───── Source passage

Storm surge was pushing into a neighbourhood near Johnson Space Centre where Houston Mayor Bill White had made rounds earlier with a bullhorn trying to compel people to leave. Thousands of homes could be damaged, a mayoral spokesman said, but it was too dangerous to go out and canvass the neighbourhood at the height of the storm.
A landmark restaurant, Brennan's of Houston, was destroyed by flames when firefighters were thwarted by high winds. The restaurant had been an institution for more then four decades.
Before Ike came ashore, the storm was 600 miles across, nearly as big as Texas itself. Because of the hurricane's size, the state's shallow coastal waters and its largely unprotected coastline, forecasters said the biggest threat would be flooding and storm surge, with Ike expected to hurl a wall of water two stories high – 20 to 25 feet – at the coast.
Firefighters left three buildings to burn in Galveston because water was too high for fire engines to reach them. Six feet of water had collected in the Galveston County Courthouse, according to local storm reports on the National Weather Service's website.
But there was some good news: a stranded freighter with 22 men aboard made it through the brunt of the storm safely, and a tugboat was on the way to save them. And an evacuee from Calhoun County gave birth to a baby girl in the restroom of a shelter with the aid of an expert in geriatric psychiatry who delivered his first baby in two decades.
"It's kind of like riding a bike," Dr Mark Burns told the New Braunfels Herald-Zeitung after he helped Ku Paw welcome her fourth child.
The Federal Emergency Management Agency said more than 5.5 million pre-packaged meals were being sent to the region, along with more than 230 generators and 5.6 million litres of water. At least 3,500 FEMA officials were stationed in Texas and Louisiana.
If Ike is as bad as feared, the storm could travel up Galveston Bay and send a surge up the Houston Ship Channel and into the port of Houston. The port is the nation's second-busiest, and is an economically vital complex of docks, pipelines, depots and warehouses that receives automobiles, consumer products, industrial equipment and other cargo from around the world and ships out vast amounts of petrochemicals and agricultural products.

──────────

Exercise directions: Continue the report on Hurricane Ike, starting after its last sentence.

───── Records

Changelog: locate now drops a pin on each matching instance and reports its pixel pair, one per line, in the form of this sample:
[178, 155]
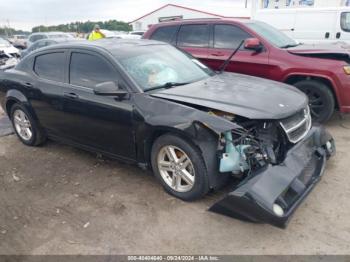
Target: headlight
[347, 69]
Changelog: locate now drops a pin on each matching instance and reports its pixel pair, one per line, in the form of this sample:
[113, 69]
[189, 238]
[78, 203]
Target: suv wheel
[321, 100]
[180, 167]
[25, 126]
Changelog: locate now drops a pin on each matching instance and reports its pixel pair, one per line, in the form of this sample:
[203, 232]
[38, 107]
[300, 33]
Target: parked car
[19, 41]
[292, 22]
[320, 71]
[46, 35]
[43, 43]
[148, 103]
[8, 55]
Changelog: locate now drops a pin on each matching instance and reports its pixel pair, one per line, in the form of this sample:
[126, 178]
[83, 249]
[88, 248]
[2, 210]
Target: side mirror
[253, 44]
[109, 88]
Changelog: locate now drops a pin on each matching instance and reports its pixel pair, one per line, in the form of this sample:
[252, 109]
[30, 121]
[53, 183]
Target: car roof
[58, 40]
[204, 20]
[49, 33]
[112, 45]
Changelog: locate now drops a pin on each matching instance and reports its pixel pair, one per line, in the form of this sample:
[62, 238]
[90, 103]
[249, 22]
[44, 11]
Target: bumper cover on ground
[286, 184]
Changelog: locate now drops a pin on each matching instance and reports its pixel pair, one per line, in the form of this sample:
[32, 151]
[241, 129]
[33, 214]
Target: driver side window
[229, 36]
[88, 70]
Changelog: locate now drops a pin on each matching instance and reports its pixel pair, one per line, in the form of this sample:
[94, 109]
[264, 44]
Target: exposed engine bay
[274, 169]
[258, 143]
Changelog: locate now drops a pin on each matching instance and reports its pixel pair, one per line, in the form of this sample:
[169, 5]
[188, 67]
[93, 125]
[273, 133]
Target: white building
[301, 3]
[174, 12]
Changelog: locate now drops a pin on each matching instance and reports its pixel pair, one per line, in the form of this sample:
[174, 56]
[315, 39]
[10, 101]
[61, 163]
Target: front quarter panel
[155, 116]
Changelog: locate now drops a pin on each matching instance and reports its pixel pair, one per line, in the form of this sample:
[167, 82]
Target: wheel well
[157, 133]
[9, 105]
[296, 78]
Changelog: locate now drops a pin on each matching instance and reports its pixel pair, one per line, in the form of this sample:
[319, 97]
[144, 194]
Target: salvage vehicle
[321, 71]
[8, 55]
[148, 103]
[32, 38]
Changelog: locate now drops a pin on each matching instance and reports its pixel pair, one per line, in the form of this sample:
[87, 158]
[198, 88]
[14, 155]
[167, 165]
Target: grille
[298, 125]
[308, 172]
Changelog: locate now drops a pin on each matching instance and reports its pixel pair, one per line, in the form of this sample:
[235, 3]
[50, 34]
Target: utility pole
[253, 9]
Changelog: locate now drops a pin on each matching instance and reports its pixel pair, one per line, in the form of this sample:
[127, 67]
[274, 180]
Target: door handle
[218, 54]
[28, 85]
[70, 95]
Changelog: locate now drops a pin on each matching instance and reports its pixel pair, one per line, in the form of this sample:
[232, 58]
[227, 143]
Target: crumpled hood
[243, 95]
[328, 48]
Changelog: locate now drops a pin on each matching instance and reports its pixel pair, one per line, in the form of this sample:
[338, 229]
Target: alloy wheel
[22, 125]
[176, 168]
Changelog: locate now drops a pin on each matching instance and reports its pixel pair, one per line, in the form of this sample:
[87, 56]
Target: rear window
[88, 70]
[345, 21]
[164, 34]
[50, 66]
[193, 35]
[228, 36]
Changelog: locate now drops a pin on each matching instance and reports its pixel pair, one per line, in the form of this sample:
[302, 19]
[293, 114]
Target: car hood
[9, 49]
[247, 96]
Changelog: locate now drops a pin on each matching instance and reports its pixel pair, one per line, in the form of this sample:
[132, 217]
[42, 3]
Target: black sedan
[148, 103]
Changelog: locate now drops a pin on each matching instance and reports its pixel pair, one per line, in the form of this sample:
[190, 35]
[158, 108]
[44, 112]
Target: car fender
[334, 85]
[16, 96]
[196, 126]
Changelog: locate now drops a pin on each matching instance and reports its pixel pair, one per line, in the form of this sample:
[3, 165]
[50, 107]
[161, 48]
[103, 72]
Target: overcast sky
[25, 14]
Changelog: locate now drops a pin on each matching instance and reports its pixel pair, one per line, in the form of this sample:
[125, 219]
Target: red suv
[321, 71]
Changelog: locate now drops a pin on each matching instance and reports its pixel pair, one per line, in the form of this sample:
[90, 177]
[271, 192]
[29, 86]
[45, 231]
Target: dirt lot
[59, 200]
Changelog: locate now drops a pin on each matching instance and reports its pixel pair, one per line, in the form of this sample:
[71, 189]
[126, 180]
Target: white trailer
[309, 25]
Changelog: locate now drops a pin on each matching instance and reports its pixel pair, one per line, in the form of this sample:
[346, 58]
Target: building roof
[178, 6]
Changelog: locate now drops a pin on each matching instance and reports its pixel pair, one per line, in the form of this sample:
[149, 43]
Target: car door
[45, 88]
[100, 122]
[226, 38]
[194, 39]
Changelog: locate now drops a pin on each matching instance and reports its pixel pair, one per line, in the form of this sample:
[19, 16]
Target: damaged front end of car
[278, 162]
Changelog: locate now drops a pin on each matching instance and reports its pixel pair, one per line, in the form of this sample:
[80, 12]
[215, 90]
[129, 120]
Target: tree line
[81, 27]
[85, 27]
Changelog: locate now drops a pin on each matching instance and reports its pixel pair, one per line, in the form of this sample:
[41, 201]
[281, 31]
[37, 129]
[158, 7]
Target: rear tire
[321, 99]
[194, 182]
[26, 128]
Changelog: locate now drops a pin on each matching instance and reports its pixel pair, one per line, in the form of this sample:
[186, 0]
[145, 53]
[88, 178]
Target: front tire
[180, 167]
[321, 99]
[26, 128]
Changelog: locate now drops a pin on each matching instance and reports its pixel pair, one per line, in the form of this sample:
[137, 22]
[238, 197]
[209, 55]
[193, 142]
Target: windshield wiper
[227, 61]
[167, 85]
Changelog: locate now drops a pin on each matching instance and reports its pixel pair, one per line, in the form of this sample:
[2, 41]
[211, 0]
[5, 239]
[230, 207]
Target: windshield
[155, 66]
[273, 35]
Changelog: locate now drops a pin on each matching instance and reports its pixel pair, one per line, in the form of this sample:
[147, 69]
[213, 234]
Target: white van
[310, 25]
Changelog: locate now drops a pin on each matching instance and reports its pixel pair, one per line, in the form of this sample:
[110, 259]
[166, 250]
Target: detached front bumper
[273, 194]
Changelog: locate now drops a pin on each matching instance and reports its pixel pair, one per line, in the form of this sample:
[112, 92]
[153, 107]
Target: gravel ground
[56, 199]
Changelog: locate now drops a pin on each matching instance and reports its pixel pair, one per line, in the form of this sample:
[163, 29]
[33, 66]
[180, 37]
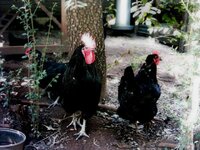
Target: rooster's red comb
[88, 40]
[27, 51]
[155, 52]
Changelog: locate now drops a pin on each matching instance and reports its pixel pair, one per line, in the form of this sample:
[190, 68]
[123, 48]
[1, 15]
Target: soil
[105, 129]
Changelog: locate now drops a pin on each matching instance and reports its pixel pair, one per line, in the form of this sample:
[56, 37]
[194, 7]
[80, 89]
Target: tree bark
[80, 20]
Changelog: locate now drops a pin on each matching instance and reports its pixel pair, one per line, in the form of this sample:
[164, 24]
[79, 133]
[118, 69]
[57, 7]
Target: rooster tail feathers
[128, 72]
[88, 40]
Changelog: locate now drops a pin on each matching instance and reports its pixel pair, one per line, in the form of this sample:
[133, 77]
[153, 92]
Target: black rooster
[138, 94]
[52, 81]
[82, 86]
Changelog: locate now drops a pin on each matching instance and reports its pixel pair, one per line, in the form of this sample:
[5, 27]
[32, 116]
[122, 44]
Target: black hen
[82, 86]
[138, 94]
[15, 40]
[52, 81]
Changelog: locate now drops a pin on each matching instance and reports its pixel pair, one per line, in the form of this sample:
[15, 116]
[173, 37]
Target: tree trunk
[80, 20]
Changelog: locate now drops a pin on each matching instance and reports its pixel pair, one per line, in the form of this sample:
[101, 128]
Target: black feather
[138, 95]
[82, 86]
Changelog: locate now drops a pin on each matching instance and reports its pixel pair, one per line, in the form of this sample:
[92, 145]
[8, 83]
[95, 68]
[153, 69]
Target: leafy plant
[143, 11]
[36, 72]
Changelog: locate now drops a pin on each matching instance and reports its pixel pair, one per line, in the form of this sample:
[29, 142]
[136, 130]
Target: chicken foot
[75, 118]
[82, 131]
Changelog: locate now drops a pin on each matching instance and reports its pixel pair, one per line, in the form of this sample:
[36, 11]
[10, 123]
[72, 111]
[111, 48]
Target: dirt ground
[106, 130]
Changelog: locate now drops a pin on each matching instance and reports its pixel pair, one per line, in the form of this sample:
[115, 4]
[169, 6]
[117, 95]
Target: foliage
[36, 72]
[144, 11]
[109, 13]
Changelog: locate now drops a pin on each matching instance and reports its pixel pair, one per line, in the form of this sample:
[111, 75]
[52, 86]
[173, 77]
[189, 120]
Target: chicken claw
[75, 118]
[82, 131]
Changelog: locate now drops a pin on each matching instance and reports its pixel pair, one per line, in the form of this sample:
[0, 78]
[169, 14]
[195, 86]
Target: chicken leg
[82, 131]
[75, 118]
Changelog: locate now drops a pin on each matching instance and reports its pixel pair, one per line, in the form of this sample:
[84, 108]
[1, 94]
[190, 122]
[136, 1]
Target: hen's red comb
[155, 52]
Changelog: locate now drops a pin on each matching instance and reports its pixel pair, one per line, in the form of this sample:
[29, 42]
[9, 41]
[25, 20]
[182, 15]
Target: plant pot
[11, 139]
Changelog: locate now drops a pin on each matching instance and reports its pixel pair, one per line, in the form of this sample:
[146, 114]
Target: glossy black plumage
[138, 94]
[82, 86]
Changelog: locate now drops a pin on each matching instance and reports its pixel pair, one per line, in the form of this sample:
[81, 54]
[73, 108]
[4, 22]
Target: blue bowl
[11, 139]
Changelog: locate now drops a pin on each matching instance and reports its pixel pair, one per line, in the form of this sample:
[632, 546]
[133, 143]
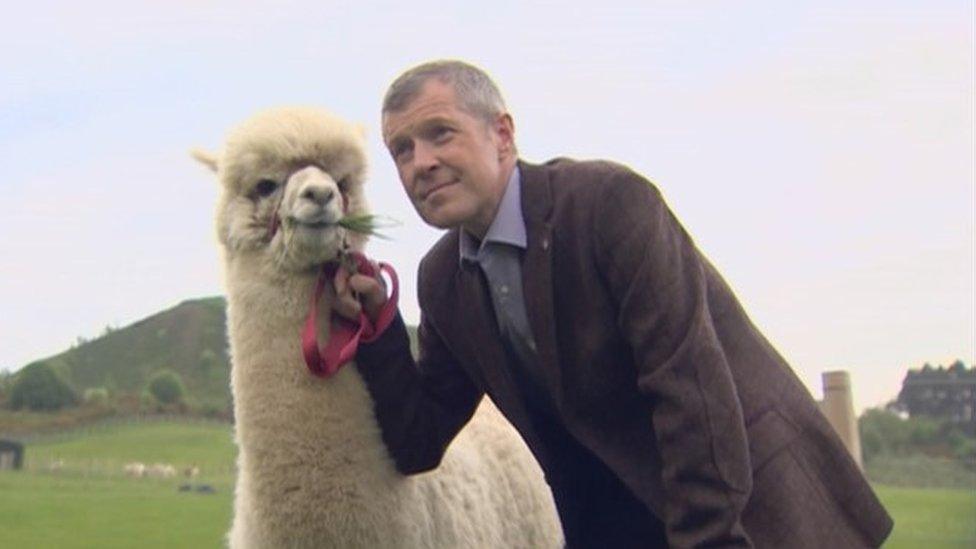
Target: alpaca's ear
[205, 158]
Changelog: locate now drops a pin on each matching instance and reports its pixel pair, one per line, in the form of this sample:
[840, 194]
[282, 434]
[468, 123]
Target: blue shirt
[499, 255]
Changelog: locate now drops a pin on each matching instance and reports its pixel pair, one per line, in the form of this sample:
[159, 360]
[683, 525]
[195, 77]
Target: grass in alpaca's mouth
[367, 224]
[364, 224]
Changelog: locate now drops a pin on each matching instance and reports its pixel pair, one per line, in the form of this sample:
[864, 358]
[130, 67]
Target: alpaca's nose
[318, 195]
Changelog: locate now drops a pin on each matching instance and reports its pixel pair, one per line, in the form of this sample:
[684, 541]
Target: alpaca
[312, 468]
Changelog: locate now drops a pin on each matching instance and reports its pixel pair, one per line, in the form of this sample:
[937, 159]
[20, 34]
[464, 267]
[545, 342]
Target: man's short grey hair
[475, 91]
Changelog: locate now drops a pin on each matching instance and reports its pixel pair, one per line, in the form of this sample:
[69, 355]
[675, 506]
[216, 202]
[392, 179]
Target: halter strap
[344, 335]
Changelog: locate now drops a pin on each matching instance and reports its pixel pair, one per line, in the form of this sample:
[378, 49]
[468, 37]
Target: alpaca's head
[288, 175]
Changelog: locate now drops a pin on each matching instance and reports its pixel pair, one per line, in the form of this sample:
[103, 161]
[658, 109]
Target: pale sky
[821, 154]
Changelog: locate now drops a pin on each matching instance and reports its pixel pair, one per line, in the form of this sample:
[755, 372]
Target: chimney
[838, 406]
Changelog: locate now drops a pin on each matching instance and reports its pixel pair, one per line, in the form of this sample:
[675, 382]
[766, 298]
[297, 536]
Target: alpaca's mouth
[315, 223]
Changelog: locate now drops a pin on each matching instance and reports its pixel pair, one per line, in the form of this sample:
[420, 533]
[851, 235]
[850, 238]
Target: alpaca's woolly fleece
[312, 468]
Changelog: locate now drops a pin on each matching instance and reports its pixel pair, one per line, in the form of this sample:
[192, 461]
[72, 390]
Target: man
[570, 294]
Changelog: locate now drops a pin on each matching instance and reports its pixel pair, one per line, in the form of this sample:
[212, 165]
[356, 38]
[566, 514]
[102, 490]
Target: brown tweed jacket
[665, 418]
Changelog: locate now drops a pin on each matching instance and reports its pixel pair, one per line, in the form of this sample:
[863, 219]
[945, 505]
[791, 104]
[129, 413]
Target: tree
[166, 387]
[38, 387]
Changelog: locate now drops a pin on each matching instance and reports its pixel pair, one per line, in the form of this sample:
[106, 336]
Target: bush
[38, 387]
[96, 395]
[166, 387]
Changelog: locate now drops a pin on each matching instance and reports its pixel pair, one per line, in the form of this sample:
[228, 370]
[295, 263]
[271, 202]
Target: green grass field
[87, 501]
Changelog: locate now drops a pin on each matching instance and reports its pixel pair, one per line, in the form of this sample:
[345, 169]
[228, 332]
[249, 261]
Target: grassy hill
[189, 339]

──────────

Answer box:
The storm also could force water up the seven bayous that thread through Houston, swamping neighbourhoods so flood-prone that they get inundated during ordinary rainstorms.
The oil and gas industry was closely watching Ike because it was headed straight for the nation's biggest complex of refineries and petrochemical plants. Wholesale gasoline prices jumped to around 4.85 US dollars a gallon for fear of shortages.
Ike is the first major hurricane to hit a US metropolitan area since Katrina devastated New Orleans three years ago. For Houston, it would be the first major hurricane since Alicia in August 1983 came ashore on Galveston Island, killing 21 people and causing two billion in damage.
Houston has since then seen a population explosion, so many of the residents now in the storm's path have never experienced the full wrath of a hurricane.
Meanwhile, thunderstorms shut down schools and knocked out power throughout southern Louisiana on Friday. An estimated 1,200 people were in state shelters in Monroe and Shreveport, and another 220 in medical needs shelters.
In south-eastern Louisiana near Houma, Ike breached levees and flooded more than 1,800 homes. More than 160 people had to be rescued from sites of severe flooding, and Governor Bobby Jindal said he expected those numbers to grow. In some extreme instances, residents of low-lying communities where waters continued to rise continued to refuse National Guard assistance to flee their homes, authorities said.
No deaths had been officially reported, but crews expected to resume searching at daybreak near Corpus Christi for a man believed swept out to sea as Ike closed in.